◆ **Problem to solve**
Copy the entries below exactly, but only from the line containing "Study the photo above. For every instance of the light" through the final line.

··· Source material

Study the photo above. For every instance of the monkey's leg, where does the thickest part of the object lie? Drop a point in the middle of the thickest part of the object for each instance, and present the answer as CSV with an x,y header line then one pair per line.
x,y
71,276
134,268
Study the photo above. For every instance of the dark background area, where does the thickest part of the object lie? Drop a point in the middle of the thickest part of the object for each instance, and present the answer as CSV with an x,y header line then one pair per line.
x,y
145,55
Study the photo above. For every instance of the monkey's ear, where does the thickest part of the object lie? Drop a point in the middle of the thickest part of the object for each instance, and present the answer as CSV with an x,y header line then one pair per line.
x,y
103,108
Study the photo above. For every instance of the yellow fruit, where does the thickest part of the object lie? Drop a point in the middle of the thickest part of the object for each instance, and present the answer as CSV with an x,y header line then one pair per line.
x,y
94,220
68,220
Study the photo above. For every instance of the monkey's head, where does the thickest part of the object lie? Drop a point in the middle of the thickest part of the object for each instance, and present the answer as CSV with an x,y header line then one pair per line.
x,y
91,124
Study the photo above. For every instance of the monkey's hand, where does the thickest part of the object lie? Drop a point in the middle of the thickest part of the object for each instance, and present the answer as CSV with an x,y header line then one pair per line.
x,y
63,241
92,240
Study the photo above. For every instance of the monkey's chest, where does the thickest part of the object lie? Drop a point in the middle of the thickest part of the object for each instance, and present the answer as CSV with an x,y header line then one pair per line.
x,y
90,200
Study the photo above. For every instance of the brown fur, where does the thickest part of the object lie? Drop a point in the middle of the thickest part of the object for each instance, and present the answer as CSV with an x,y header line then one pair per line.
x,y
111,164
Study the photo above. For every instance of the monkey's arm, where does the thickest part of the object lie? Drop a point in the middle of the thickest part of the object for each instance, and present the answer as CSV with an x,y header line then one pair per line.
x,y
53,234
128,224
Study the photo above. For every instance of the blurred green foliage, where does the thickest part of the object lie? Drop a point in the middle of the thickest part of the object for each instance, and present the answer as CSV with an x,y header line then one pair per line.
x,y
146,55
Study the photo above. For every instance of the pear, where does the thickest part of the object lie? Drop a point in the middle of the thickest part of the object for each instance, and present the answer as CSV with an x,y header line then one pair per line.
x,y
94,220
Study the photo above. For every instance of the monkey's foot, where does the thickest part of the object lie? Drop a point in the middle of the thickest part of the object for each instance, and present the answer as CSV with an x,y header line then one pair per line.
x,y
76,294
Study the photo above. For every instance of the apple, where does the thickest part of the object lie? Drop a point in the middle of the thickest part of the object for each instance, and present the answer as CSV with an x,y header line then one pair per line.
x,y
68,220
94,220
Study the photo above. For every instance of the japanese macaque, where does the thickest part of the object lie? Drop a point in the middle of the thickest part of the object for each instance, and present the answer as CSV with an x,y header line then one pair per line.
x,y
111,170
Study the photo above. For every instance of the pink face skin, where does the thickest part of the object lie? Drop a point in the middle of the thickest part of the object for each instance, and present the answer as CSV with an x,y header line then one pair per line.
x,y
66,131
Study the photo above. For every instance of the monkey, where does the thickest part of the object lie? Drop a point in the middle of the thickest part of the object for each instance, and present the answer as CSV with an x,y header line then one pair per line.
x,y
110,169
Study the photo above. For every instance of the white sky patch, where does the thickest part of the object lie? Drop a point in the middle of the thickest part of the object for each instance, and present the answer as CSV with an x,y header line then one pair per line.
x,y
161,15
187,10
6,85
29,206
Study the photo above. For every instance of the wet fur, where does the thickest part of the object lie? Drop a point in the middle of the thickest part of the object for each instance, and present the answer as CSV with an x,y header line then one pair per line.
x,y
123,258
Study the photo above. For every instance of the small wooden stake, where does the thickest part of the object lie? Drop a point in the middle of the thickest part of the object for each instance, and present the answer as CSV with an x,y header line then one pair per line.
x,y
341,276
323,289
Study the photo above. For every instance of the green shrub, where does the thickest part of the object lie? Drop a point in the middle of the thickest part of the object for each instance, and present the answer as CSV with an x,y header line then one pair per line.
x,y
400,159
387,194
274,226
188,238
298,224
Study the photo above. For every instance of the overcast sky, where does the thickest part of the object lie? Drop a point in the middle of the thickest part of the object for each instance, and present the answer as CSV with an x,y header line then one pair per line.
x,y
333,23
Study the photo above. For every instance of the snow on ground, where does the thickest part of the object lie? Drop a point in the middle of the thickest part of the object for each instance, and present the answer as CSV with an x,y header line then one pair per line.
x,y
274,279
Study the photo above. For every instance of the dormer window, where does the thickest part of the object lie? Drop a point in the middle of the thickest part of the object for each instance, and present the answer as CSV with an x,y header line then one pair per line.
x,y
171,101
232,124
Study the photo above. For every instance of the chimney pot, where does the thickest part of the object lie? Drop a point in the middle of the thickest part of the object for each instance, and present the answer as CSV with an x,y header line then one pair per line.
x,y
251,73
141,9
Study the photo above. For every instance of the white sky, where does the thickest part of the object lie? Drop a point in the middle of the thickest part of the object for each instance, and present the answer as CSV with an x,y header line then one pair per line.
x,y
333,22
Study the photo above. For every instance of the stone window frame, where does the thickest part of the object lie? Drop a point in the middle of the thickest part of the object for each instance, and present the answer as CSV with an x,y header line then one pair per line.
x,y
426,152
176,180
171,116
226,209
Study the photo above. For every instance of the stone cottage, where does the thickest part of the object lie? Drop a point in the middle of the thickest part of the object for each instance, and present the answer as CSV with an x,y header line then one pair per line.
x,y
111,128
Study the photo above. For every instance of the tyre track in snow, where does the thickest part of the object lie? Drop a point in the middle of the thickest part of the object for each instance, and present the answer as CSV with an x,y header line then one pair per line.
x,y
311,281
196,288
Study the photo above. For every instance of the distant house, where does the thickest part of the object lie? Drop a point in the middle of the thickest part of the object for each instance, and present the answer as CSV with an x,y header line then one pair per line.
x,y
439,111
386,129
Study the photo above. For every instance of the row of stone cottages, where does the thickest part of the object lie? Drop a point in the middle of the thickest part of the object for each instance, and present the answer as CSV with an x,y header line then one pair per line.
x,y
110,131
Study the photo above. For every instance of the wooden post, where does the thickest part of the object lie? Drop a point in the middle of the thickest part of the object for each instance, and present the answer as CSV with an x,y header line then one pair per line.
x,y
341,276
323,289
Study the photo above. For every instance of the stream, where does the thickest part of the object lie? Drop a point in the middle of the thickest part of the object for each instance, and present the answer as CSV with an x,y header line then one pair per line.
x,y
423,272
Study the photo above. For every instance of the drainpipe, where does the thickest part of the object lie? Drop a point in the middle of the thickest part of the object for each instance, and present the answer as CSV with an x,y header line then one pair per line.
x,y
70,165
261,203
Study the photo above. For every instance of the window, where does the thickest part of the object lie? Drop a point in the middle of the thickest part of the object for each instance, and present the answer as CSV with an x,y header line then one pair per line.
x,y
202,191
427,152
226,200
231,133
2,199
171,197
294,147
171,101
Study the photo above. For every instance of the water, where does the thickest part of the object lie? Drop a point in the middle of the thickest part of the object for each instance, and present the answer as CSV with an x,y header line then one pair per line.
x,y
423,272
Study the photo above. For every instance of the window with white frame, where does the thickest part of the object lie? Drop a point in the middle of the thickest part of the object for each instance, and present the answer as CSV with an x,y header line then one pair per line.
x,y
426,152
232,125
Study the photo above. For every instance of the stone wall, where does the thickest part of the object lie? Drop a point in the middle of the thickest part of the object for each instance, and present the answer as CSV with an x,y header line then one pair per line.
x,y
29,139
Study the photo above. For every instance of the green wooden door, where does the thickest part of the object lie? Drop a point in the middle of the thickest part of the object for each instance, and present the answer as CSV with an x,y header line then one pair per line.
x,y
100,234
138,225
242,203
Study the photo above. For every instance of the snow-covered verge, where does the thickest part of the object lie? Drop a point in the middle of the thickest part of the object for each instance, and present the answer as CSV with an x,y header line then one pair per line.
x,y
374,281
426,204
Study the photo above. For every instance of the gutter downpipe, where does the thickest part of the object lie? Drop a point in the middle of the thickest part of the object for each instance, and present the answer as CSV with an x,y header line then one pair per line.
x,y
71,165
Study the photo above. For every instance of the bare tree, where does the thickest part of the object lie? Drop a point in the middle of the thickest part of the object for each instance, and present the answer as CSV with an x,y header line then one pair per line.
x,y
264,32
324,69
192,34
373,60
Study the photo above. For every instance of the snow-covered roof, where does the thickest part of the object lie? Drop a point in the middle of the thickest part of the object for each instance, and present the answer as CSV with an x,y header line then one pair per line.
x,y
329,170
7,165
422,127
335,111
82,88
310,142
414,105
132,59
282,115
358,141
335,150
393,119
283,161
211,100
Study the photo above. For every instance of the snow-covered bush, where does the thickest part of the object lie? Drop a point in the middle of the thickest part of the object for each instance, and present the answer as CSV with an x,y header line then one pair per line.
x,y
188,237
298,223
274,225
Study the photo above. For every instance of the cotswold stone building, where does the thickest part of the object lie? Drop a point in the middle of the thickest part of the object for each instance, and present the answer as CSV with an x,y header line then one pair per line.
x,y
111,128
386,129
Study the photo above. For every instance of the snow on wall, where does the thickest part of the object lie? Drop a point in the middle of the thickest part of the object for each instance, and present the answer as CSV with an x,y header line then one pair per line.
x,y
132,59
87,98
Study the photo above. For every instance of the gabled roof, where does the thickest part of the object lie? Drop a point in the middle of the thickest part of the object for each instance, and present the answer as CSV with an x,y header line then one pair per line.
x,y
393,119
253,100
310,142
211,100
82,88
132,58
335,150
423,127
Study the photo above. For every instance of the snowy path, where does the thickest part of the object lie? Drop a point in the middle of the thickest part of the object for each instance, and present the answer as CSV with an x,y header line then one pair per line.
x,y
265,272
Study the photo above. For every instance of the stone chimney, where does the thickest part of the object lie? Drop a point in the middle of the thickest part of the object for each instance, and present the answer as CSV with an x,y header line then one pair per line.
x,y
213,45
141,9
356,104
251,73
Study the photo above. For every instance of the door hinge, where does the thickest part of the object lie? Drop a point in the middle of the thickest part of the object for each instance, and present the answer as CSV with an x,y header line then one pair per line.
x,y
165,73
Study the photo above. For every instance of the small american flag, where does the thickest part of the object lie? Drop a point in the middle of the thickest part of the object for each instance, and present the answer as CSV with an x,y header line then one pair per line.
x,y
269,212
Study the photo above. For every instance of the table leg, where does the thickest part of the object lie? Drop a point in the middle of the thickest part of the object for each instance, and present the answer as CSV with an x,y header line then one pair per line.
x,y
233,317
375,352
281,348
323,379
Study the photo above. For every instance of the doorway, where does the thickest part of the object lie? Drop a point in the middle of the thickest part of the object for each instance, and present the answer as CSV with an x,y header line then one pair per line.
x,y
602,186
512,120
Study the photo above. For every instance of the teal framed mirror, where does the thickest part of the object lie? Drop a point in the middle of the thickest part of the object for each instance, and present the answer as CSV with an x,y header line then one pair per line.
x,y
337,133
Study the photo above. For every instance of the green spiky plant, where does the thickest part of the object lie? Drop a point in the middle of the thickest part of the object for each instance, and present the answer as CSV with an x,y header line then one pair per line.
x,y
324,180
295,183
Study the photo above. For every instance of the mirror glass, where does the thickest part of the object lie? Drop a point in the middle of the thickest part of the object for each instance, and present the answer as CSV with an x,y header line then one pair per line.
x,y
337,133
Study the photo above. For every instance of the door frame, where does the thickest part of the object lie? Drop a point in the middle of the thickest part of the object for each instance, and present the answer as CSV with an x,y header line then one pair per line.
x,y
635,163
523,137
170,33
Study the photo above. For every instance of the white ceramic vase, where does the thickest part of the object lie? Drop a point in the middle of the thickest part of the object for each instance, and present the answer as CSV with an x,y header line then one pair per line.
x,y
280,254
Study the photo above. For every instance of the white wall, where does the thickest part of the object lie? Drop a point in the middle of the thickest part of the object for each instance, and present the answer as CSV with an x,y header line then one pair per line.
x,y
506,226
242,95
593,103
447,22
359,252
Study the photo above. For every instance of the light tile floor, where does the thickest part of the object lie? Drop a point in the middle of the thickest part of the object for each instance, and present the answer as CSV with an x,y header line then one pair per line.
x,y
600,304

······

◆ **Expected answer**
Study the photo above. For every instance of the light tile floor, where does the thickest part of the object lie? Drop a point in the middle of the thickest part of the object for each instance, and present the answer as CSV with an x,y header line then one pair per line.
x,y
600,304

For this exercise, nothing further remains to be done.